Selected extract —
*** Begin section ***
The implementation of Iran’s government plan “Daruyar” and the removal of the preferential exchange rate of 4,200 tomans have caused the price of medicines, medical equipment, and healthcare services to surge by an average of 70%, according to the news site Rooidad 24.
The “Daruyar” plan was designed to compensate for rising drug prices through insurance companies following the cancellation of the subsidized currency for medicine imports. However, reports on Monday, November 10, indicate that the program has failed to achieve its main goal, leaving the financial burden on ordinary citizens.
“The rise in exchange rates, reduced liquidity among medical importers, general inflation, and higher costs of packaging, transportation, and energy have made it difficult for healthcare centers to meet demand,” the report said. “Patients are forced to buy medicines and treatment supplies themselves from the market.”
The surge in drug prices is attributed to three main factors:
Daruyar’s failure to cover the price difference through insurance, leaving citizens to pay out of pocket. Financial deficits in the Social Security Organization and insurance companies, which prevented full compensation despite fixed tariffs. Speculation and monopolization by drug networks, which artificially maintained high prices.
Iranian newspaper Khorasan also highlighted the problem, noting that certain companies monopolize the import and distribution of medicines, keeping prices artificially high.
This is not the first report of skyrocketing drug costs in Iran. Following the reactivation of the UN “trigger mechanism” and the return of international sanctions, Iranian citizens reported to Iran International that prices for basic and specialty medicines from cold tablets to prescription drugs have multiplied several times, forcing patients to visit multiple pharmacies to secure their medicines.
The sanctions, reinstated on September 28 after a 30-day UN Security Council grace period, have had a swift impact on the Iranian economy.
On October 4, the Iranian Parliament’s Health Committee warned of “humanitarian disasters” due to delays by the Central Bank in allocating foreign currency for medicine imports. Salman Es-haqi, spokesman for the committee, criticized the bank, saying its delays were due to “a lack of understanding of the country’s healthcare realities.” He added that the Central Bank treated the allocation of foreign currency for medicines as if it were for consumer goods such as mobile phones or cars.
*** End section ***
Tasks for this exercise —
• A. List every calendar date mentioned in the article on Iranian drug prices.
• B. Transcribe the passage of the article on Iranian drug prices between "On October 4, the" and "phones or cars.", inclusive.

Dataset extract —
*** Begin section ***
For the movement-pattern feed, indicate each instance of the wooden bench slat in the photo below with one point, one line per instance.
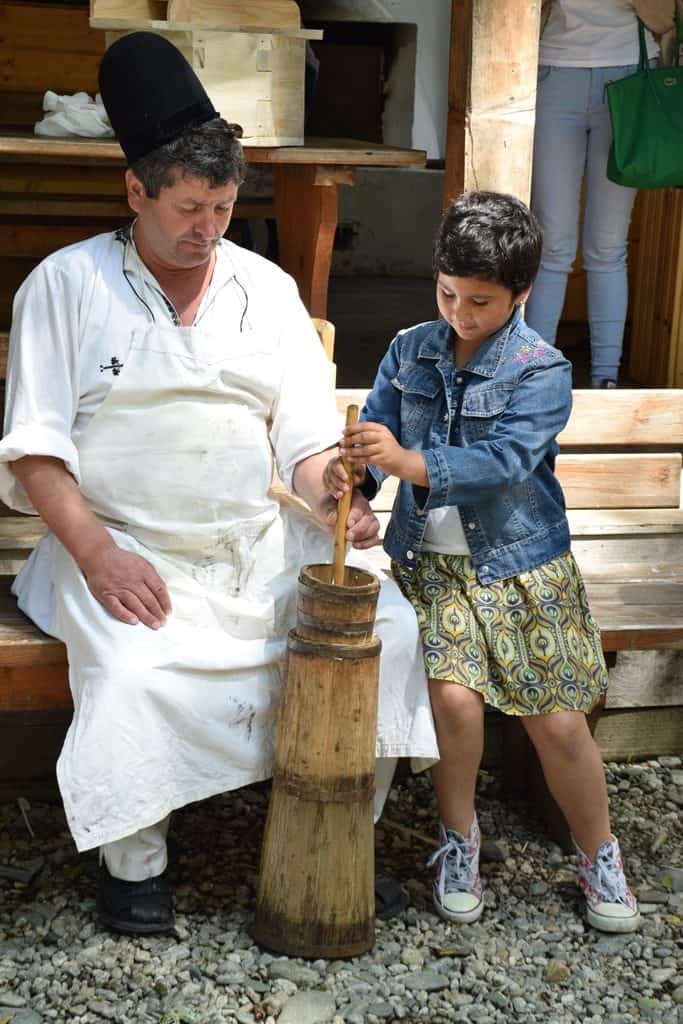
(636, 416)
(598, 481)
(636, 572)
(624, 522)
(651, 480)
(632, 417)
(666, 595)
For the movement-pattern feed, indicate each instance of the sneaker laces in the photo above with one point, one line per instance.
(457, 871)
(609, 879)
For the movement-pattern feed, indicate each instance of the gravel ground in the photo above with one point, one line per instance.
(530, 958)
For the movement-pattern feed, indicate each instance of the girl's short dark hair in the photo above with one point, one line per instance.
(492, 236)
(211, 152)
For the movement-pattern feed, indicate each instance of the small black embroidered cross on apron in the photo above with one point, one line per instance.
(115, 366)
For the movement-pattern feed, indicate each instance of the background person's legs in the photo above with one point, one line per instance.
(605, 237)
(559, 158)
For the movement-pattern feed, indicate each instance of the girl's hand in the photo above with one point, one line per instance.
(335, 478)
(373, 442)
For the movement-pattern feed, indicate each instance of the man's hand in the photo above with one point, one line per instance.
(335, 477)
(128, 587)
(124, 583)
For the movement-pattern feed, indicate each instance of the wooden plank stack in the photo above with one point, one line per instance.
(250, 56)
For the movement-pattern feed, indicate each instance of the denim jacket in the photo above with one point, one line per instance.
(486, 433)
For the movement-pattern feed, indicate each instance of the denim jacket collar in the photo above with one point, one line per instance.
(485, 360)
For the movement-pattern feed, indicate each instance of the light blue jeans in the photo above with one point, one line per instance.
(572, 136)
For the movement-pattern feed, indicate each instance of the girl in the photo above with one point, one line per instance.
(465, 412)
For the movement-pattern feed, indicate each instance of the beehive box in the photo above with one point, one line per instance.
(250, 56)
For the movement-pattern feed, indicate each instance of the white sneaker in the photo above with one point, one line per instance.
(458, 886)
(610, 905)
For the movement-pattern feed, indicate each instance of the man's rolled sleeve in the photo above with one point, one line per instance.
(42, 379)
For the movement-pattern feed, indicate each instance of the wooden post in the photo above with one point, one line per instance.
(306, 210)
(492, 96)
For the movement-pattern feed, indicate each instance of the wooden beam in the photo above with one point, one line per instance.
(492, 96)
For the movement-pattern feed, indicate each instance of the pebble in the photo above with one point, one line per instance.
(672, 879)
(11, 999)
(293, 972)
(426, 981)
(557, 971)
(412, 956)
(308, 1008)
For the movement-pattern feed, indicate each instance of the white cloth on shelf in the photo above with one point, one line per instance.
(75, 115)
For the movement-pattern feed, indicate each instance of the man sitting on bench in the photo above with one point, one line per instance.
(156, 374)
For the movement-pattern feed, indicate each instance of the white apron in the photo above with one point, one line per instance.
(177, 463)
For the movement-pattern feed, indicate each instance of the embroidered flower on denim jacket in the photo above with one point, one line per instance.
(526, 352)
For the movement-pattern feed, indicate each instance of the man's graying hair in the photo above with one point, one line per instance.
(211, 152)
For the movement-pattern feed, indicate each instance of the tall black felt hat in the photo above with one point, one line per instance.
(151, 93)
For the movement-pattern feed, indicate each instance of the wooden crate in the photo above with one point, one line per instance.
(249, 56)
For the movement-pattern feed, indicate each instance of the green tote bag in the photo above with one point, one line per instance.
(646, 114)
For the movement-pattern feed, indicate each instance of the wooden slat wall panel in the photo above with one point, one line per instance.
(48, 48)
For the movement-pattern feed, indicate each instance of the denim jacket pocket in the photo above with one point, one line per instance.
(481, 409)
(419, 392)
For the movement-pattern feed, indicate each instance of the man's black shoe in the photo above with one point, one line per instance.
(136, 907)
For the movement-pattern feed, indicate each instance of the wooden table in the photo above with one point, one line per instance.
(70, 182)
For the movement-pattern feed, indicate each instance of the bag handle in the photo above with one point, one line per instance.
(643, 62)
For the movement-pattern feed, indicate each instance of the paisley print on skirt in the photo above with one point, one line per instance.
(527, 644)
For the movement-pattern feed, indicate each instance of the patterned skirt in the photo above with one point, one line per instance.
(527, 644)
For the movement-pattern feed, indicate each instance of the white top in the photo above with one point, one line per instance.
(444, 532)
(586, 34)
(79, 308)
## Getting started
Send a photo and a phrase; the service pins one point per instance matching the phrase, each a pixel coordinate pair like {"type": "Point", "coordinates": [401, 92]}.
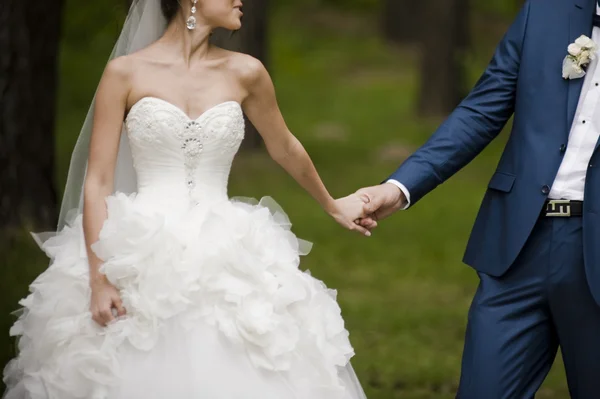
*** End section ***
Outputs in order —
• A. November 10, September 28, October 4

• B.
On October 4, the Iranian Parliament’s Health Committee warned of “humanitarian disasters” due to delays by the Central Bank in allocating foreign currency for medicine imports. Salman Es-haqi, spokesman for the committee, criticized the bank, saying its delays were due to “a lack of understanding of the country’s healthcare realities.” He added that the Central Bank treated the allocation of foreign currency for medicines as if it were for consumer goods such as mobile phones or cars.